begin

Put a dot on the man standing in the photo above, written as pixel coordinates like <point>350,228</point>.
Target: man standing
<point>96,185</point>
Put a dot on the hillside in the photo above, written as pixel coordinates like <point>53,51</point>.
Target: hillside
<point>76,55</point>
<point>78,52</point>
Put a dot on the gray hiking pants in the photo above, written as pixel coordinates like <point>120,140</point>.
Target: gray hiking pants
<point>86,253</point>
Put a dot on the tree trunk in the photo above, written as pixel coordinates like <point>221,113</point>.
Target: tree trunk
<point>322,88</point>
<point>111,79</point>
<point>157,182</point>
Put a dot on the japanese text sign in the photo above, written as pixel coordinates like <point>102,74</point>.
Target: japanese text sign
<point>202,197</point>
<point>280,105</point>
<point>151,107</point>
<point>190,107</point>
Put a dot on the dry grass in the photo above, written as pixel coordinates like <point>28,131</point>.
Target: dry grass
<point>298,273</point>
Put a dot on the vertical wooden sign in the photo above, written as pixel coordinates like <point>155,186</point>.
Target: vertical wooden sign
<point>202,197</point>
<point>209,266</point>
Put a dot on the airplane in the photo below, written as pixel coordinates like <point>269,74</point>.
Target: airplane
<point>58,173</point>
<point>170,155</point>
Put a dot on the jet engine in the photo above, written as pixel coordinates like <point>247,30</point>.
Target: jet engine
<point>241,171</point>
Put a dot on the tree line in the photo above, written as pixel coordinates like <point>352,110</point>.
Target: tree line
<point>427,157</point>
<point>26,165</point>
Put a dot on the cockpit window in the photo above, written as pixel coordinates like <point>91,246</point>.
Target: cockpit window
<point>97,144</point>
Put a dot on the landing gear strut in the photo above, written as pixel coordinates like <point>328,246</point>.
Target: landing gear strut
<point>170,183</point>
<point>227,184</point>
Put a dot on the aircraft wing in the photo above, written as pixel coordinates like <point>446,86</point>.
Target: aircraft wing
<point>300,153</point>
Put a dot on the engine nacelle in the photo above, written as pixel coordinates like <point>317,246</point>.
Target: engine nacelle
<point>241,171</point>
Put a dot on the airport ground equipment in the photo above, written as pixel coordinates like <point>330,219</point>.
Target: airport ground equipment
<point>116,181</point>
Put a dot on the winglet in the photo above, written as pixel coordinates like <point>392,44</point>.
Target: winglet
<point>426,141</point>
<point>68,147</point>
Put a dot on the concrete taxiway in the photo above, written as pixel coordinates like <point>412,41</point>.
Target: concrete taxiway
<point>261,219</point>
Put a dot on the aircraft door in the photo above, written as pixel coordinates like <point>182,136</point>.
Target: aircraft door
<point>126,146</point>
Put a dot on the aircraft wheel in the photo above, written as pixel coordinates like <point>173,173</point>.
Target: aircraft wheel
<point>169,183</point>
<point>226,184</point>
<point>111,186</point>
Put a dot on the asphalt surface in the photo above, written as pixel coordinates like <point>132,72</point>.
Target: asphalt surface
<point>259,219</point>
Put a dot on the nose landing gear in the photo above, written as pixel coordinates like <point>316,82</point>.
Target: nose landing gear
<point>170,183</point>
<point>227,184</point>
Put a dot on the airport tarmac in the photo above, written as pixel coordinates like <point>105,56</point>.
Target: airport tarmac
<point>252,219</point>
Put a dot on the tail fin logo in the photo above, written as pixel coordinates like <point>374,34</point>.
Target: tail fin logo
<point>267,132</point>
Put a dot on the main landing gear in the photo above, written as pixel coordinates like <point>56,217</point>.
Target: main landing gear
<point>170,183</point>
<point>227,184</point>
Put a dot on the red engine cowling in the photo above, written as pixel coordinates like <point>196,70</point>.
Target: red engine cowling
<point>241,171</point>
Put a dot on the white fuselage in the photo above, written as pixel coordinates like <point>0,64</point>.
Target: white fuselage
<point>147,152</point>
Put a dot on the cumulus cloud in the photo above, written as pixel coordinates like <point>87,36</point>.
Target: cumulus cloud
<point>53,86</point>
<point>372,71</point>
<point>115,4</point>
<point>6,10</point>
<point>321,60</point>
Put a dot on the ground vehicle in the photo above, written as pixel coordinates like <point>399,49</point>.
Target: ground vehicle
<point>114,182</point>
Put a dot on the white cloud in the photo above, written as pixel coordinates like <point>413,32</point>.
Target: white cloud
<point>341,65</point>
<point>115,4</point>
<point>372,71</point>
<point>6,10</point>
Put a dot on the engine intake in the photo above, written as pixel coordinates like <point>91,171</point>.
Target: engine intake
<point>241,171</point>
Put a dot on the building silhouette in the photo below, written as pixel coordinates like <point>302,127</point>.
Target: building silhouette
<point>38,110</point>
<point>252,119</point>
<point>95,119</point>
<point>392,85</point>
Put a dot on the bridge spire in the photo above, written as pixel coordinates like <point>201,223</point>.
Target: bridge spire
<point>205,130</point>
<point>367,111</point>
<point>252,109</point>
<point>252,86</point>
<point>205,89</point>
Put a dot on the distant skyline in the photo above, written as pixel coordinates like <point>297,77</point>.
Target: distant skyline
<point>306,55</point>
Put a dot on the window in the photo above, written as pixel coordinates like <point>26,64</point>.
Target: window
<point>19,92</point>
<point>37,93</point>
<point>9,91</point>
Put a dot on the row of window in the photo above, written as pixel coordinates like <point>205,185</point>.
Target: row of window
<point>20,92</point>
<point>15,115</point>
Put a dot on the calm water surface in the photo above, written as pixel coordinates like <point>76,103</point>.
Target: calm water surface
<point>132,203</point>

end

Description of the task:
Rewrite all the records above, replacing every occurrence of "pixel coordinates" with "image coordinates" and leaving everything else unchanged.

Exercise output:
Put a dot on the man standing in the photo above, written as image coordinates like <point>350,228</point>.
Target: man standing
<point>96,185</point>
Put a dot on the hillside in the photo above, written as image coordinates like <point>53,51</point>.
Target: hillside
<point>76,55</point>
<point>78,52</point>
Put a dot on the gray hiking pants in the photo above, written as image coordinates like <point>120,140</point>.
Target: gray hiking pants
<point>86,253</point>
Put a dot on the tree trunk in the photo above, written as image coordinates like <point>221,113</point>.
Target: tree trunk
<point>322,88</point>
<point>111,79</point>
<point>157,182</point>
Put a dot on the japanese text sign in the photo above, written as image coordinates like <point>102,74</point>.
Target: japanese text sign
<point>202,197</point>
<point>280,105</point>
<point>151,107</point>
<point>190,107</point>
Put a dot on the dry grass in the photo above, written as image coordinates like <point>28,131</point>.
Target: dry grass
<point>298,273</point>
Put a dot on the vertical wooden sign in the photo above, written as image coordinates like <point>155,186</point>.
Target: vertical wooden sign
<point>202,197</point>
<point>209,266</point>
Put a dot on the airplane in the photo below, written as image coordinates like <point>269,74</point>.
Target: airplane
<point>58,173</point>
<point>170,155</point>
Put a dot on the jet engine in the photo above, written as image coordinates like <point>247,30</point>.
Target: jet engine
<point>241,171</point>
Put a dot on the tree line in the photo above, written as image coordinates like <point>352,110</point>.
Target: tree line
<point>427,157</point>
<point>26,165</point>
Put a dot on the cockpit window in the photo above, written as image coordinates like <point>91,246</point>.
Target: cockpit window
<point>97,144</point>
Put a dot on the landing gear strut in the photo above, written as image coordinates like <point>328,246</point>.
Target: landing gear strut
<point>170,183</point>
<point>227,184</point>
Put a dot on the aircraft wing in the photo above, written as image coordinates like <point>446,86</point>.
Target: aircraft wing
<point>300,153</point>
Put a dot on the engine nacelle in the photo above, written as image coordinates like <point>317,246</point>.
Target: engine nacelle
<point>241,171</point>
Put a dot on the airport ground equipment in the photo above, written as image coordinates like <point>330,219</point>.
Target: airport ground equipment
<point>116,181</point>
Put a dot on the winglet in the photo above, written as image coordinates like <point>392,44</point>.
Target: winglet
<point>426,141</point>
<point>68,147</point>
Put a dot on the concrete taxiway in the photo above, written as image coordinates like <point>412,41</point>.
Target: concrete taxiway
<point>261,219</point>
Put a dot on the aircraft door in the photo above, written as image coordinates like <point>182,136</point>.
Target: aircraft door
<point>126,146</point>
Put a dot on the aircraft wheel in the photo above, written as image coordinates like <point>173,173</point>.
Target: aircraft wheel
<point>169,183</point>
<point>226,184</point>
<point>111,186</point>
Put a dot on the asphalt surface in the photo above, written as image coordinates like <point>132,72</point>.
Target: asphalt surface
<point>259,219</point>
Put a dot on the nose landing gear in the photo above, written as image coordinates like <point>316,82</point>.
Target: nose landing gear
<point>170,183</point>
<point>227,184</point>
Put a dot on the airport tarmac in the photo above, written as image coordinates like <point>105,56</point>.
Target: airport tarmac
<point>252,219</point>
Put a dot on the tail fin logo in the photo above, written as image coordinates like <point>374,34</point>.
Target: tail fin logo
<point>267,132</point>
Put a dot on the main landing gear in the photo above, written as image coordinates like <point>56,217</point>.
Target: main landing gear
<point>170,183</point>
<point>227,184</point>
Put a dot on the red engine cowling in the photo above, written as image coordinates like <point>196,70</point>.
Target: red engine cowling
<point>241,171</point>
Put a dot on the white fuselage in the photo above, written as image coordinates like <point>0,64</point>.
Target: white fuselage
<point>147,152</point>
Put a dot on the cumulus cloud in the photo above, written as image coordinates like <point>87,36</point>.
Target: cumulus cloud
<point>53,86</point>
<point>372,71</point>
<point>115,4</point>
<point>6,10</point>
<point>321,60</point>
Put a dot on the ground vehicle in the photo above, written as image coordinates like <point>399,49</point>.
Target: ground vehicle
<point>114,182</point>
Put a dot on the white cloud in the photo above, written as image coordinates like <point>413,32</point>.
Target: white cloud
<point>341,65</point>
<point>115,4</point>
<point>372,71</point>
<point>6,10</point>
Put a dot on the engine intake in the photo above, written as image coordinates like <point>91,171</point>.
Target: engine intake
<point>241,171</point>
Put a dot on the building silhouette in the photo below, written as image coordinates like <point>302,127</point>.
Target: building silhouette
<point>38,110</point>
<point>252,119</point>
<point>95,119</point>
<point>392,85</point>
Put a dot on the bridge spire in the photo above, written as image coordinates like <point>201,223</point>.
Target: bridge spire
<point>205,130</point>
<point>367,111</point>
<point>252,109</point>
<point>252,86</point>
<point>205,89</point>
Put a dot on the distant skyline in the photo above, written as image coordinates like <point>297,77</point>.
Target: distant skyline
<point>306,55</point>
Put a dot on the window in the photo above, written as image coordinates like <point>26,64</point>.
Target: window
<point>19,92</point>
<point>37,93</point>
<point>9,91</point>
Put a dot on the row of window in the photo above, written as image coordinates like <point>205,185</point>.
Target: row of window
<point>20,92</point>
<point>15,115</point>
Put a dot on the calm water surface in the photo above, written as image coordinates like <point>76,103</point>.
Target: calm water surface
<point>132,203</point>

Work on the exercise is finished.